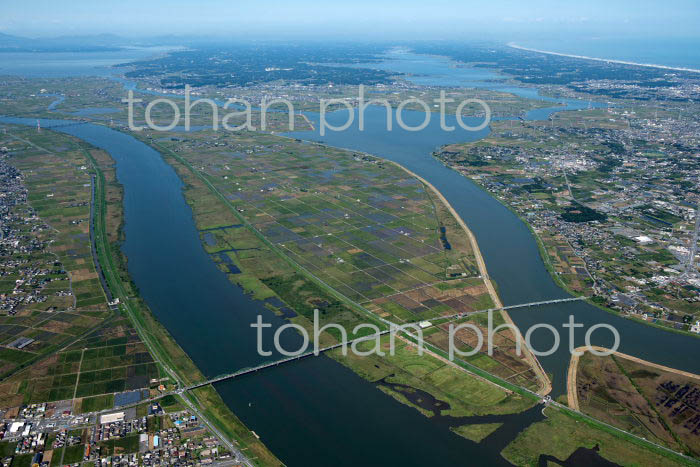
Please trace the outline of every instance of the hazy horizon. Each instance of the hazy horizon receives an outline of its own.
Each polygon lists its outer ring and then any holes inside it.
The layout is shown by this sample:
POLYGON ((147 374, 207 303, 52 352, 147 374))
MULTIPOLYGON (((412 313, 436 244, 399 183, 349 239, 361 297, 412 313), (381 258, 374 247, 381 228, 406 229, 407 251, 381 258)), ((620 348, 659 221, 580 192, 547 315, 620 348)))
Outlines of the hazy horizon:
POLYGON ((650 0, 255 2, 27 0, 0 8, 0 33, 22 37, 116 34, 230 39, 488 39, 700 37, 700 3, 650 0), (613 30, 614 34, 610 34, 613 30))

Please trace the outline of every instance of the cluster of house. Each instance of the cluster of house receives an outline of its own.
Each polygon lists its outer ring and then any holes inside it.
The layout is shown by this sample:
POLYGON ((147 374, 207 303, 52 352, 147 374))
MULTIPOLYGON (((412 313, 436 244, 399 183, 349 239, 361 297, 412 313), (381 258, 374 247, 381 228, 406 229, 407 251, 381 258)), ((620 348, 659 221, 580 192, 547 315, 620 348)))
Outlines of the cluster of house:
MULTIPOLYGON (((620 115, 616 109, 610 112, 615 117, 612 121, 636 118, 620 115)), ((648 291, 662 290, 665 295, 676 297, 676 290, 685 290, 678 299, 700 301, 700 273, 696 267, 688 266, 700 199, 686 189, 700 176, 700 163, 692 157, 691 150, 697 144, 693 138, 699 129, 697 123, 675 119, 640 119, 626 129, 583 126, 552 130, 553 134, 581 136, 592 144, 615 148, 614 162, 609 167, 603 167, 606 162, 601 162, 600 155, 582 144, 553 145, 537 151, 526 145, 474 146, 466 155, 443 151, 437 156, 476 178, 525 216, 535 231, 565 240, 562 248, 566 251, 561 251, 560 256, 571 259, 571 271, 584 283, 593 283, 597 294, 608 300, 622 293, 631 297, 629 301, 615 299, 613 306, 629 312, 657 310, 669 325, 698 332, 697 323, 691 324, 695 318, 678 313, 670 302, 664 301, 664 294, 648 291), (648 152, 653 150, 645 149, 644 141, 656 144, 664 140, 677 143, 656 149, 664 152, 664 157, 650 157, 648 152), (498 170, 493 170, 491 162, 497 163, 498 170), (482 166, 487 167, 481 169, 482 166), (606 174, 607 190, 586 191, 585 182, 574 183, 573 174, 581 173, 582 180, 586 180, 585 174, 594 168, 606 174), (585 200, 576 198, 582 196, 580 193, 586 193, 585 200), (607 221, 570 222, 560 211, 574 202, 607 215, 607 221), (610 251, 615 252, 614 258, 610 251)), ((505 130, 503 134, 538 143, 545 138, 521 130, 505 130)))
POLYGON ((48 246, 36 234, 49 227, 27 204, 23 177, 9 164, 8 157, 7 148, 0 148, 0 281, 4 283, 0 288, 0 313, 13 315, 22 306, 45 302, 47 297, 41 289, 52 281, 54 273, 63 271, 54 261, 31 259, 40 257, 48 246), (8 277, 9 281, 5 279, 8 277))
POLYGON ((55 463, 57 453, 71 446, 82 447, 81 462, 104 467, 184 467, 232 459, 220 441, 186 410, 166 414, 158 403, 151 403, 146 416, 137 416, 135 407, 71 415, 66 409, 70 401, 65 402, 32 404, 0 414, 4 420, 0 422, 0 440, 16 443, 13 455, 0 464, 10 466, 16 456, 28 455, 32 465, 48 467, 55 463), (107 447, 110 443, 114 443, 113 448, 107 447))

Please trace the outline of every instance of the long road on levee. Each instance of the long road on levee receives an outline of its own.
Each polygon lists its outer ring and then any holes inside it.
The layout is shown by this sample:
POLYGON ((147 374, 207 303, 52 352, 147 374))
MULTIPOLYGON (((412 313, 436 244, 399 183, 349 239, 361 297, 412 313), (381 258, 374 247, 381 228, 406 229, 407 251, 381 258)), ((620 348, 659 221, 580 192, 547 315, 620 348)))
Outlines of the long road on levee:
MULTIPOLYGON (((542 300, 539 302, 520 303, 517 305, 509 305, 509 306, 504 306, 504 307, 499 307, 499 308, 487 308, 485 310, 463 312, 463 313, 457 313, 454 315, 437 316, 435 318, 435 320, 440 321, 439 324, 445 324, 445 323, 447 323, 451 320, 454 320, 454 319, 466 318, 466 317, 469 317, 471 315, 475 315, 475 314, 479 314, 479 313, 489 313, 489 312, 500 311, 500 310, 513 310, 513 309, 517 309, 517 308, 530 308, 530 307, 537 307, 537 306, 542 306, 542 305, 552 305, 555 303, 577 302, 580 300, 585 300, 586 298, 588 298, 588 297, 569 297, 569 298, 556 298, 556 299, 552 299, 552 300, 542 300)), ((252 368, 244 368, 244 369, 235 371, 233 373, 227 373, 227 374, 215 376, 215 377, 210 378, 206 381, 202 381, 199 383, 191 384, 189 386, 185 386, 184 388, 181 388, 176 392, 183 393, 185 391, 191 391, 193 389, 201 388, 203 386, 208 386, 210 384, 219 383, 221 381, 226 381, 226 380, 233 379, 233 378, 238 378, 240 376, 245 376, 245 375, 250 374, 250 373, 256 373, 258 371, 262 371, 262 370, 265 370, 267 368, 280 366, 280 365, 284 365, 285 363, 295 362, 297 360, 302 360, 304 358, 317 356, 317 355, 320 355, 324 352, 328 352, 329 350, 338 349, 338 348, 343 347, 343 346, 350 346, 352 344, 357 344, 357 343, 360 343, 362 341, 374 340, 378 336, 383 336, 383 335, 389 334, 391 332, 398 332, 401 330, 402 327, 411 326, 411 329, 415 330, 415 326, 417 326, 417 325, 418 325, 418 322, 394 324, 391 329, 380 331, 379 333, 374 333, 374 334, 371 334, 369 336, 358 337, 356 339, 352 339, 349 341, 340 342, 340 343, 334 344, 334 345, 329 345, 328 347, 314 349, 314 350, 302 353, 300 355, 294 355, 292 357, 283 358, 282 360, 276 360, 274 362, 263 363, 261 365, 258 365, 258 366, 252 367, 252 368)))

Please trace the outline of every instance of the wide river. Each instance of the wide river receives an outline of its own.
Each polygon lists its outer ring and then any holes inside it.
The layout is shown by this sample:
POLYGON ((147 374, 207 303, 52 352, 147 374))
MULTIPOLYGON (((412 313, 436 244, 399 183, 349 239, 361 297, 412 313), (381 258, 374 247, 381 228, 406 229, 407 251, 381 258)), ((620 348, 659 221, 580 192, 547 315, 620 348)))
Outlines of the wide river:
MULTIPOLYGON (((0 122, 36 124, 22 118, 0 117, 0 122)), ((44 129, 64 123, 41 119, 44 129)), ((116 161, 124 187, 123 250, 129 273, 202 372, 212 377, 261 363, 250 323, 257 314, 274 326, 284 322, 229 282, 204 251, 172 167, 149 146, 106 126, 56 130, 104 149, 116 161)), ((298 348, 297 335, 282 336, 284 347, 298 348)), ((272 347, 270 340, 264 347, 272 347)), ((323 355, 219 383, 216 389, 287 465, 453 466, 465 459, 508 465, 499 454, 504 442, 496 442, 498 437, 494 443, 468 441, 323 355)), ((541 418, 535 407, 504 421, 512 438, 541 418)))
MULTIPOLYGON (((473 80, 443 59, 404 56, 394 66, 422 70, 417 79, 435 74, 439 83, 451 85, 473 80), (404 60, 404 62, 402 62, 404 60), (432 70, 432 71, 431 71, 432 70)), ((392 66, 391 61, 383 66, 392 66)), ((430 83, 426 83, 430 84, 430 83)), ((484 86, 494 86, 488 82, 484 86)), ((532 91, 525 90, 532 94, 532 91)), ((582 107, 580 102, 570 108, 582 107)), ((433 119, 424 131, 410 133, 382 130, 383 110, 368 109, 366 129, 351 127, 323 138, 308 133, 293 136, 348 147, 395 160, 426 178, 450 201, 474 231, 490 275, 506 304, 563 297, 547 273, 527 227, 508 209, 468 179, 431 157, 438 146, 473 140, 488 131, 445 133, 433 119)), ((537 111, 530 117, 551 113, 537 111)), ((310 115, 310 118, 318 116, 310 115)), ((341 122, 342 112, 329 118, 341 122)), ((415 113, 406 121, 416 122, 415 113)), ((2 122, 34 125, 34 119, 2 118, 2 122)), ((42 120, 42 127, 62 123, 42 120)), ((453 122, 449 120, 448 123, 453 122)), ((125 234, 123 250, 129 273, 153 313, 167 327, 197 366, 213 376, 259 363, 253 330, 255 316, 263 314, 275 326, 283 323, 262 303, 231 284, 204 251, 182 195, 183 184, 160 154, 136 139, 110 128, 83 124, 57 128, 109 152, 117 164, 117 178, 124 186, 125 234)), ((644 359, 699 372, 700 340, 676 335, 603 312, 584 303, 542 307, 513 313, 527 329, 545 322, 560 327, 564 317, 576 316, 588 328, 597 323, 614 325, 622 336, 620 350, 644 359)), ((290 348, 295 335, 285 334, 290 348)), ((594 343, 608 344, 607 334, 594 334, 594 343)), ((547 333, 534 334, 535 347, 546 349, 547 333)), ((576 344, 580 344, 578 332, 576 344)), ((568 347, 566 342, 562 347, 568 347)), ((563 392, 566 349, 541 359, 554 375, 555 394, 563 392)), ((270 449, 288 465, 503 465, 501 443, 470 442, 441 423, 385 395, 330 358, 321 356, 266 370, 217 385, 225 402, 270 449)), ((541 418, 537 411, 514 415, 513 426, 526 427, 541 418)), ((517 430, 515 430, 517 432, 517 430)))
MULTIPOLYGON (((553 112, 576 111, 589 105, 601 107, 605 104, 589 103, 576 99, 552 99, 540 97, 537 90, 519 88, 505 84, 502 75, 481 69, 461 68, 442 57, 415 55, 394 52, 385 62, 373 65, 384 70, 410 73, 409 80, 426 86, 464 86, 507 91, 525 98, 542 99, 563 104, 556 107, 530 111, 527 120, 542 120, 553 112), (501 80, 499 82, 499 80, 501 80)), ((345 131, 326 131, 319 134, 319 115, 308 113, 314 122, 316 132, 287 133, 296 138, 321 141, 331 146, 344 147, 390 159, 398 162, 433 184, 454 207, 477 238, 484 256, 489 275, 498 286, 498 293, 505 305, 528 303, 569 295, 552 279, 545 268, 537 243, 528 227, 518 216, 501 204, 489 193, 468 178, 445 167, 431 153, 439 146, 461 141, 475 141, 488 134, 488 130, 478 132, 447 132, 440 128, 437 116, 422 131, 406 131, 394 120, 392 131, 386 130, 386 111, 383 107, 368 107, 365 112, 364 130, 358 128, 358 118, 345 131)), ((340 110, 326 116, 334 126, 343 125, 348 112, 340 110)), ((408 125, 422 123, 422 112, 405 112, 408 125)), ((468 123, 478 124, 473 119, 468 123)), ((454 117, 448 118, 448 125, 456 125, 454 117)), ((572 345, 584 345, 585 333, 597 324, 613 326, 620 334, 621 352, 649 360, 672 368, 700 373, 700 339, 654 328, 636 321, 622 318, 603 311, 585 302, 527 308, 510 312, 513 321, 523 334, 530 327, 546 323, 560 330, 559 350, 549 356, 539 357, 545 371, 552 378, 552 396, 566 393, 566 370, 570 360, 569 329, 562 327, 569 315, 583 328, 575 331, 572 345)), ((537 329, 532 333, 533 347, 546 352, 554 343, 552 333, 537 329)), ((591 334, 591 343, 609 347, 613 343, 610 331, 597 329, 591 334)))

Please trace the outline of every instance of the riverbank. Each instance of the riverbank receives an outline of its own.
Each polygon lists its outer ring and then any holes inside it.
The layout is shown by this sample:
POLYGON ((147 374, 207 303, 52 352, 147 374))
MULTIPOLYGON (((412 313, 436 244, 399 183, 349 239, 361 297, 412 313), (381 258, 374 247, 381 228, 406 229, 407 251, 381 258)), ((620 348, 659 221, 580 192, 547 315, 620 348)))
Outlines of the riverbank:
POLYGON ((603 347, 579 347, 569 372, 569 405, 687 456, 700 456, 700 375, 603 347))
POLYGON ((576 394, 576 376, 578 374, 578 360, 581 356, 581 349, 585 349, 585 347, 579 347, 571 354, 571 362, 569 362, 569 370, 566 374, 567 405, 577 412, 581 411, 578 405, 578 395, 576 394))
MULTIPOLYGON (((474 252, 474 256, 476 257, 476 261, 477 261, 477 264, 479 266, 479 273, 481 274, 481 277, 484 281, 484 284, 486 285, 486 288, 489 292, 489 296, 491 297, 491 300, 493 300, 493 303, 496 307, 502 308, 503 303, 501 303, 501 299, 498 296, 498 293, 496 292, 496 289, 493 286, 493 282, 492 282, 491 278, 489 277, 488 270, 486 269, 486 262, 484 261, 484 257, 481 254, 481 250, 479 249, 479 244, 476 241, 476 237, 474 236, 472 231, 469 229, 469 227, 467 227, 467 224, 461 218, 459 213, 457 213, 457 211, 455 211, 455 209, 452 207, 452 205, 449 203, 449 201, 447 201, 447 199, 442 195, 442 193, 440 193, 440 191, 438 191, 438 189, 435 188, 430 182, 428 182, 427 180, 425 180, 424 178, 422 178, 418 174, 410 171, 409 169, 402 166, 398 162, 389 161, 389 160, 387 160, 387 162, 396 165, 397 167, 401 168, 402 170, 404 170, 406 173, 408 173, 412 177, 420 180, 421 183, 423 183, 425 186, 430 188, 433 191, 433 193, 435 193, 435 195, 440 199, 440 201, 445 205, 445 207, 447 207, 450 214, 452 214, 452 216, 455 218, 457 223, 464 230, 464 233, 469 238, 469 242, 472 246, 472 251, 474 252)), ((501 310, 501 315, 506 320, 506 322, 510 326, 512 326, 512 329, 514 330, 513 332, 518 334, 516 339, 523 339, 522 333, 520 332, 520 329, 515 325, 515 323, 511 319, 508 312, 505 310, 501 310)), ((538 381, 540 383, 540 387, 537 390, 537 393, 541 396, 549 394, 552 390, 552 383, 549 380, 549 377, 547 376, 544 369, 542 368, 542 365, 540 365, 540 362, 539 362, 539 360, 537 360, 537 357, 535 357, 532 354, 530 349, 527 346, 524 346, 523 348, 524 348, 525 356, 526 356, 527 360, 529 361, 531 367, 533 368, 533 370, 537 374, 537 378, 538 378, 538 381)))
MULTIPOLYGON (((175 342, 173 337, 152 315, 147 305, 139 297, 138 291, 134 288, 128 278, 126 270, 127 258, 115 243, 115 239, 110 241, 107 230, 107 200, 105 194, 104 169, 98 161, 90 156, 88 151, 84 151, 86 159, 91 164, 96 173, 95 201, 96 218, 94 222, 95 246, 99 262, 104 266, 106 272, 105 279, 114 295, 120 299, 122 311, 125 311, 139 336, 146 344, 153 358, 158 362, 162 371, 169 375, 176 386, 183 386, 188 383, 201 381, 204 375, 194 365, 192 360, 175 342), (124 282, 127 280, 128 282, 124 282)), ((114 160, 110 158, 111 164, 114 160)), ((113 170, 111 167, 109 170, 113 170)), ((118 183, 112 176, 112 183, 118 183)), ((119 199, 111 199, 111 203, 118 203, 121 209, 118 210, 119 219, 123 218, 123 190, 120 191, 119 199)), ((113 195, 114 198, 114 195, 113 195)), ((115 213, 113 213, 115 214, 115 213)), ((121 230, 123 220, 118 222, 121 230)), ((190 401, 181 399, 193 410, 202 422, 224 441, 232 452, 240 453, 240 448, 249 449, 255 453, 259 462, 250 462, 247 457, 241 457, 246 464, 251 465, 280 465, 271 452, 269 452, 260 441, 254 437, 243 423, 223 404, 218 394, 212 388, 203 388, 197 394, 191 396, 190 401), (205 415, 206 414, 206 415, 205 415), (223 434, 222 434, 223 433, 223 434), (236 446, 236 444, 238 446, 236 446)))
MULTIPOLYGON (((97 174, 96 186, 96 201, 98 214, 95 222, 95 238, 100 262, 105 265, 105 269, 109 271, 109 283, 112 291, 121 300, 122 309, 126 311, 131 318, 137 332, 153 355, 154 359, 160 364, 166 374, 169 374, 176 383, 176 386, 181 387, 187 383, 201 381, 204 375, 195 366, 194 362, 175 342, 173 337, 152 315, 147 305, 138 297, 138 291, 133 289, 131 283, 126 287, 131 288, 127 293, 127 289, 123 282, 124 277, 128 277, 128 271, 123 265, 126 264, 127 258, 117 244, 110 243, 107 237, 106 219, 107 212, 104 184, 105 177, 103 167, 97 161, 89 157, 85 152, 86 158, 91 163, 97 174), (118 255, 118 264, 121 264, 121 271, 118 269, 114 261, 114 256, 118 255)), ((112 160, 112 162, 114 162, 112 160)), ((123 190, 122 190, 123 193, 123 190)), ((119 200, 122 205, 123 197, 119 200)), ((122 208, 123 209, 123 208, 122 208)), ((120 218, 122 216, 120 215, 120 218)), ((121 224, 121 223, 120 223, 121 224)), ((181 399, 186 403, 191 410, 198 414, 202 422, 209 427, 219 438, 224 441, 229 449, 233 452, 240 453, 240 450, 233 443, 239 444, 240 447, 250 450, 257 458, 256 465, 281 465, 281 462, 267 450, 267 448, 253 436, 245 425, 225 406, 219 395, 213 388, 202 388, 197 394, 192 394, 190 401, 181 399), (206 414, 206 415, 205 415, 206 414), (222 435, 223 432, 224 434, 222 435)), ((242 460, 248 464, 247 457, 242 457, 242 460)))
MULTIPOLYGON (((574 349, 574 352, 571 354, 571 363, 569 364, 569 372, 568 372, 568 377, 566 381, 566 386, 567 386, 567 400, 568 400, 568 405, 574 410, 580 411, 579 407, 579 401, 578 401, 578 394, 576 391, 576 375, 578 372, 578 363, 579 359, 582 356, 583 353, 585 352, 590 352, 590 349, 593 349, 597 352, 608 352, 610 349, 606 349, 604 347, 598 347, 598 346, 591 346, 590 348, 588 347, 578 347, 574 349)), ((678 370, 676 368, 670 368, 664 365, 659 365, 658 363, 653 363, 649 362, 647 360, 642 360, 641 358, 637 358, 633 355, 627 355, 622 352, 613 352, 612 355, 620 358, 624 358, 625 360, 629 360, 632 362, 639 363, 644 366, 648 366, 651 368, 656 368, 658 370, 662 370, 668 373, 673 373, 676 375, 684 376, 686 378, 692 378, 698 380, 700 382, 700 375, 696 375, 695 373, 690 373, 688 371, 682 371, 678 370)))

■ ■ ■

## [What the exercise asks]
Give only the lines from the one holding "Outlines of the long" through the one holding "Please trace the outline of every instance of the wide", each restated exactly as it appears above.

## [Task solution]
Outlines of the long road on levee:
MULTIPOLYGON (((542 300, 539 302, 520 303, 517 305, 509 305, 509 306, 504 306, 504 307, 499 307, 499 308, 487 308, 485 310, 463 312, 463 313, 457 313, 454 315, 437 316, 435 318, 435 320, 440 321, 439 324, 445 324, 445 323, 447 323, 451 320, 454 320, 454 319, 466 318, 466 317, 469 317, 471 315, 475 315, 475 314, 479 314, 479 313, 489 313, 489 312, 500 311, 500 310, 513 310, 513 309, 517 309, 517 308, 530 308, 530 307, 537 307, 537 306, 542 306, 542 305, 552 305, 555 303, 577 302, 580 300, 585 300, 586 298, 588 298, 588 297, 569 297, 569 298, 556 298, 556 299, 552 299, 552 300, 542 300)), ((252 368, 244 368, 244 369, 235 371, 233 373, 227 373, 227 374, 215 376, 215 377, 210 378, 206 381, 202 381, 199 383, 191 384, 189 386, 185 386, 184 388, 181 388, 176 392, 183 393, 185 391, 191 391, 193 389, 201 388, 203 386, 208 386, 210 384, 219 383, 221 381, 226 381, 226 380, 233 379, 233 378, 238 378, 240 376, 245 376, 245 375, 250 374, 250 373, 256 373, 258 371, 262 371, 262 370, 265 370, 267 368, 280 366, 280 365, 284 365, 285 363, 295 362, 297 360, 302 360, 304 358, 317 356, 317 355, 320 355, 324 352, 328 352, 329 350, 338 349, 338 348, 343 347, 343 346, 350 346, 352 344, 357 344, 357 343, 360 343, 362 341, 374 340, 378 336, 383 336, 383 335, 389 334, 391 332, 398 332, 401 330, 402 327, 411 326, 411 329, 415 330, 415 326, 417 326, 417 325, 418 325, 418 322, 394 324, 391 329, 380 331, 379 333, 374 333, 374 334, 371 334, 369 336, 358 337, 356 339, 352 339, 349 341, 340 342, 340 343, 334 344, 334 345, 329 345, 328 347, 314 349, 314 350, 302 353, 300 355, 294 355, 292 357, 283 358, 282 360, 276 360, 274 362, 263 363, 261 365, 258 365, 258 366, 252 367, 252 368)))

Please trace the outline of every instance of the wide river. Each instance of the wide river receives an outline of its own.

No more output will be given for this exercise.